En los caminos yacen dardos rotos,  

los cabellos están esparcidos.  

Destechadas están las casas,  

enrojecidos tienen sus muros. 
                 (de la sección:  Los últimos días del sitio de Tenochtitlan, pag. 199)

El llanto se extiende, las lágrimas gotean allí en  Tlatelolco. 
Llorad, amigos míos,
 tened entendido que con estos hechos 
hemos perdido la nación mexicana. 
¿Adónde vamos?, ¡oh, amigos! Luego ¿fue verdad? 
Ya abandonan la ciudad de México:  

el humo se está levantando; la niebla se está  extinguiendo... 
Por agua se fueron ya los mexicanos;  

semejan mujeres; la huída es general.
                            (de la sección: Se ha perdido el pueblo mexica, pag. 198)

II.-
Y todo esto pasó con nosotros.  

Nosotros lo vimos,  nosotros lo admiramos.  

Con esta lamentosa y triste suerte  nos vimos angustiados. 

En los caminos yacen dardos rotos, 
los cabellos están esparcidos.  

Destechadas están las casas,  

enrojecidos tienen sus muros. 

III.-
Golpeábamos, en tanto, los muros de adobe,  

y era nuestra herencia una red de agujeros. 
Con los escudos fue su resguardo,
pero ni con escudos puede ser sostenida su soledad. 
Gusanos pululan por calles y plazas,  

 los sesos están salpicados  en las paredes. 

Rojas están las aguas, están como teñidas, 

y cuando las bebimos,  es como si bebiéramos agua de salitre. 
                (de la sección:  Los últimos días del sitio de Tenochtitlan, pag. 199)

Lucha, ¡oh Tlacaltéccatl Temilotzin!: 
ya salen de sus naves los hombres de Castilla y los de las chinampas. 
¡Es cercado por la guerra el tenochca;  es cercado por la guerra el tlatelolca! 
Ya viene a cerrar el paso el armero Coyohuehuetzin; 
ya salió por el gran camino del Tepeyac el acolhua. 
¡Han aprehendido a Cuauhtémoc! 
              (de la sección La ruina de tenochcas y tlatelolcas, pags. 200 y 201)


   La instrumentación elegida por Enríquez es:
          1 Picc, 2 Fl, 2 Ob, 1 EH, 2 Cl (B), 1 ClBajo (B), 2 Fg, 1 Cfg
          4 Hr (F), 3 Trp (C), 3 Trbn, 1 Tba
          4 Timbales, 4 Percusionistas, con las siguientes dotaciones:
                    I.- 3 Tom-Toms; 1 Plato susp de 18” ó 20”; 5 Temple blocks;
                          árbol; sonaja;
                          cascabel.

*Material proporcionado*.

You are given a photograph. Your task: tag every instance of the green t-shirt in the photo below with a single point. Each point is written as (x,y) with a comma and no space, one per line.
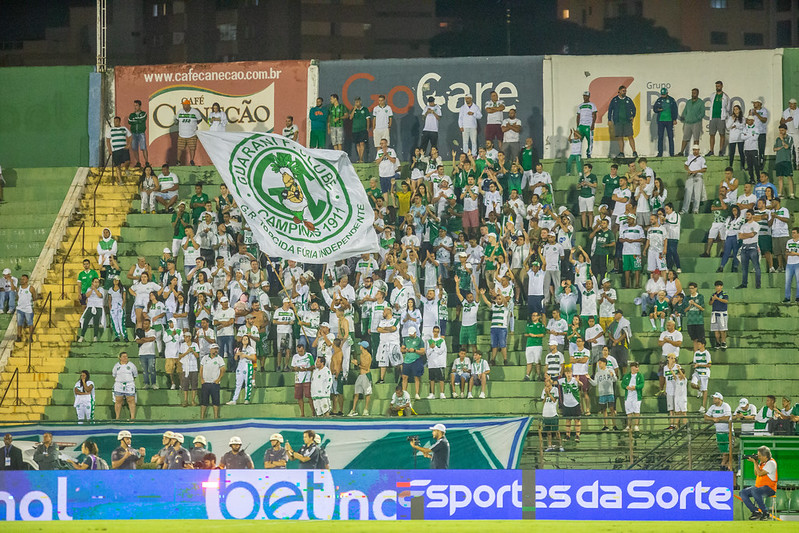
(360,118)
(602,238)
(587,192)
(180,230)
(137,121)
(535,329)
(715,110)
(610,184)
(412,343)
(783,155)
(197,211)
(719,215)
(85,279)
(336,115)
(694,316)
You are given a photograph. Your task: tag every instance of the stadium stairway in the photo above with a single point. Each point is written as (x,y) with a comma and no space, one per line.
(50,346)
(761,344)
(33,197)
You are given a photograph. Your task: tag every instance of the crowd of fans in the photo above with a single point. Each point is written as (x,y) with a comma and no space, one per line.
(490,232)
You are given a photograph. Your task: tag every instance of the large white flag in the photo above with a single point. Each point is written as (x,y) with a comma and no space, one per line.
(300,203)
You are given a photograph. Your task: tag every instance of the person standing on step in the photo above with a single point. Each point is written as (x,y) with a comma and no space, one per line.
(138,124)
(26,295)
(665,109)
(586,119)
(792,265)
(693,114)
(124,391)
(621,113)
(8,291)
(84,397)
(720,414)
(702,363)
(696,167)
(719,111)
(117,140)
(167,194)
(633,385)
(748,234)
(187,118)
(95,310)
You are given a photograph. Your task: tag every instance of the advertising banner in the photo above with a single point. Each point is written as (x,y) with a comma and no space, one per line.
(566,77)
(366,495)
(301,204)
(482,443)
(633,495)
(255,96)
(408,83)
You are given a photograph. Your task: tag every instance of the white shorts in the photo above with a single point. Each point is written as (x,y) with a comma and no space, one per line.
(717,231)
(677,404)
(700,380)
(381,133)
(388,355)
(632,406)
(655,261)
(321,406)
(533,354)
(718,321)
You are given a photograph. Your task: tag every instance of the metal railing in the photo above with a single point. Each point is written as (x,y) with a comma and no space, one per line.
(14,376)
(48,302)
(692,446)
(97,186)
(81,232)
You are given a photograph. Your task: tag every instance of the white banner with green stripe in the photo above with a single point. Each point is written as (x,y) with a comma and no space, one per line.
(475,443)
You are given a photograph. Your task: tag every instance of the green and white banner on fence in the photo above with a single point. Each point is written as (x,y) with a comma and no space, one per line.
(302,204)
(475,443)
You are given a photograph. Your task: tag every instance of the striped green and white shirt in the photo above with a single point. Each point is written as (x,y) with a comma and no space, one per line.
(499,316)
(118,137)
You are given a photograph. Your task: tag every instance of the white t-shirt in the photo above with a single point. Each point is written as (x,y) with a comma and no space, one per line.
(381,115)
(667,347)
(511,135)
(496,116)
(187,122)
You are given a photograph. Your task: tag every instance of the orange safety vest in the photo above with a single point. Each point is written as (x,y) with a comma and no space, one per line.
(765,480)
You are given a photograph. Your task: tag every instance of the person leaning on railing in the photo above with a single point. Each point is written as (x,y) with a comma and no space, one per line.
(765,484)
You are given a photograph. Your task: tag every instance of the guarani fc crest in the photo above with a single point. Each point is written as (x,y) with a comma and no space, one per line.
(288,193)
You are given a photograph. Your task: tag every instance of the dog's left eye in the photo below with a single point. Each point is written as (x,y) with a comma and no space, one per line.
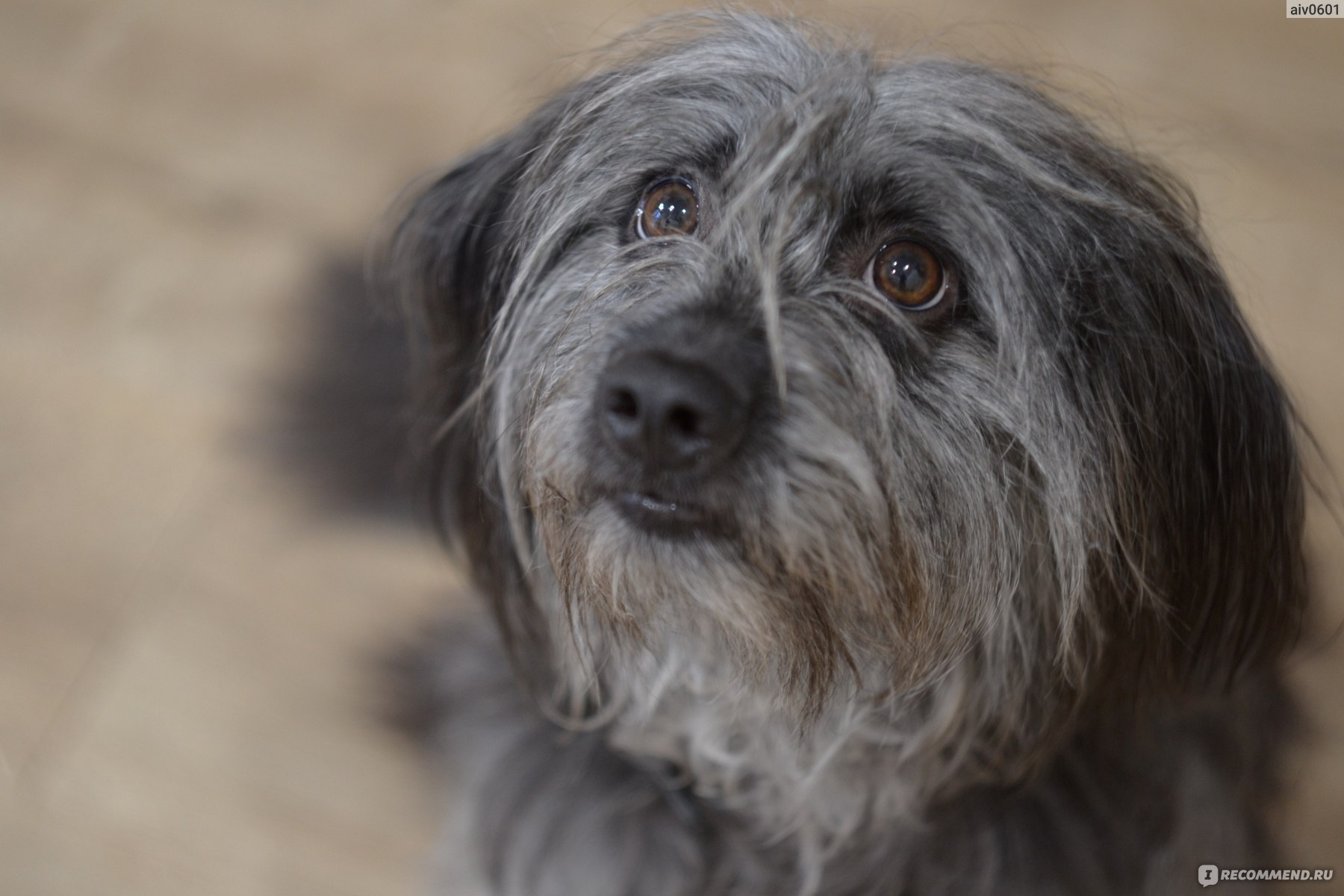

*Descripción del ejercicio*. Prolonga el texto extraído, sobre la caída de Tenochtitlan y la instrumentación elegida por Enríquez, a partir de su última línea.

*Respuesta del ejercicio*.
                    II.- 2 Huéhuetls (diferente tamaño); Plato /sizzles; 5 Cencerros;
                           Teponaxtli;
                          1 Triang. grande; Bamboo wind chimes.
                    III.- Bongós; Bombo; Tam-Tam grande; woodblock; güiro.
                    IV.- Tarola; Plato susp, 12”; Glockenspiel; Triang, pequeño;
                            Metal wind
                            Chimes; claves; maracas.
          Coro mixto
          Mezzosoprano y barítono solistas
          Cuerdas
   
       Ya la instrumentación de la obra nos da algunas señales de los derroteros musicales que seguirá el compositor. Destaca la nutrida participación de instrumentos de percusión entre los que se incluyen aquellos que, lo sabemos, formaron parte común del acervo instrumental de los mexicas: teponaxtli, huéhuetl, güiro, sonaja y en sustitución del tambor indio, la tarola. Es menester aquí hacer una reverencia al conocimiento profundo, riguroso y práctico que Enríquez demuestra en esta obra (¡una vez más!), de los límites y alcances de todos los instrumentos de percusión, cuyo uso en el aparato orquestal es mucho más significativo que simplemente ser “condimento” en el devenir de la obra. La función evocadora de dimensiones cósmicas que aportan con su timbre característico, así como su definitiva importancia en la delineación de la forma y en el subrayado de las tensiones que enfatizan situaciones de arrebatador dramatismo, hacen del aparato percusivo un elemento constitutivo esencial que con sus fenómenos audibles intercambia posiciones, alimenta y es retroalimentado por y con los sonidos de los demás instrumentos y de las voces.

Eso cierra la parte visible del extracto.